(Exercise requirements): Copy the lines of the listing below word for word, starting at the line that contains "Return the segmentation of every instance of the church" and continuing through the end of the listing, with both ends included.

══ Dataset extract

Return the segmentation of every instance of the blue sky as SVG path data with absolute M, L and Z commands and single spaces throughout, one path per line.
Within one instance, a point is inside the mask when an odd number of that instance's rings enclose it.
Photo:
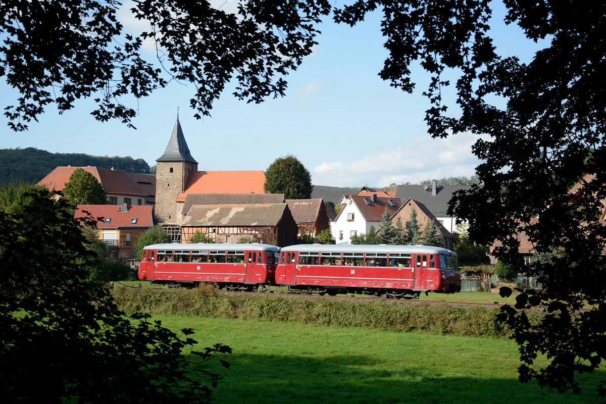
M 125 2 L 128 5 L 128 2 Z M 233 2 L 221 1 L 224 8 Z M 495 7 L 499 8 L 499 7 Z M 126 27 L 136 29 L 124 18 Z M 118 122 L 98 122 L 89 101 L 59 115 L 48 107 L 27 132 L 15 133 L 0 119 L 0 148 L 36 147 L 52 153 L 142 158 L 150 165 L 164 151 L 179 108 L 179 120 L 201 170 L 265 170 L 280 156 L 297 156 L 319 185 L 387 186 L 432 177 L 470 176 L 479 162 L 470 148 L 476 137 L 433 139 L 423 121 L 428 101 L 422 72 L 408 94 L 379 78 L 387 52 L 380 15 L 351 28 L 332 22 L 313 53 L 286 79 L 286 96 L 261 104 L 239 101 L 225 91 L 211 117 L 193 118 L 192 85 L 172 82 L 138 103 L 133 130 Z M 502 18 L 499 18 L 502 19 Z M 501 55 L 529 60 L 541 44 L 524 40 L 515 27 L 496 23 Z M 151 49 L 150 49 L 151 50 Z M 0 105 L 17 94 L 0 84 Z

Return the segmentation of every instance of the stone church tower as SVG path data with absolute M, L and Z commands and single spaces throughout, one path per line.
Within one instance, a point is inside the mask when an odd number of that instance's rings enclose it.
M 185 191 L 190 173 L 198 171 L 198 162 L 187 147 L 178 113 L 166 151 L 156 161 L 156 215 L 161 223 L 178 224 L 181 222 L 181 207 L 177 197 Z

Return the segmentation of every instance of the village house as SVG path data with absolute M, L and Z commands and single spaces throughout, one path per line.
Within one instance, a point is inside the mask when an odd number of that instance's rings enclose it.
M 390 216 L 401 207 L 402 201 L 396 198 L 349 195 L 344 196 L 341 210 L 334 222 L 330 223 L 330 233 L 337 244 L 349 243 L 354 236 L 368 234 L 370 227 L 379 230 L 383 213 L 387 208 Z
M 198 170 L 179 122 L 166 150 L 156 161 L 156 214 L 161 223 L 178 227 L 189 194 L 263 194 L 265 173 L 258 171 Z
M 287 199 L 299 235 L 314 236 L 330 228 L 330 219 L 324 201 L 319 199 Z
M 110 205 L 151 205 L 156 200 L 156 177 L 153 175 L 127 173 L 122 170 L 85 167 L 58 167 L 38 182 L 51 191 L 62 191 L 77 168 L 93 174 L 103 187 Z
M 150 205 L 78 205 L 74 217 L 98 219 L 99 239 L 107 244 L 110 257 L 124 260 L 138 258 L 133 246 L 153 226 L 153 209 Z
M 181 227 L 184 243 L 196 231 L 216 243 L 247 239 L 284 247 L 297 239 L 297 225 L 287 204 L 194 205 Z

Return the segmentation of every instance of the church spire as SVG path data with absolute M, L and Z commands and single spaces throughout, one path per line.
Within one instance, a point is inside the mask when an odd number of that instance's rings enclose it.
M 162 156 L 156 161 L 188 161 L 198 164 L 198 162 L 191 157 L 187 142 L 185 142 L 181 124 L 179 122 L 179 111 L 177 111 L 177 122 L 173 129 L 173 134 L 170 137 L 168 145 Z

════

(Response below):
Return the segmentation of every instance of the church spire as SVG path data with absolute M, L and Z commands and single spaces throughout, one path per line.
Within one instance, a point is inside the mask when an odd number of that instance's rings enclose it.
M 162 156 L 156 161 L 188 161 L 198 164 L 198 162 L 191 157 L 187 142 L 185 142 L 181 124 L 179 122 L 179 111 L 177 111 L 177 122 L 173 129 L 173 134 L 170 137 L 168 145 Z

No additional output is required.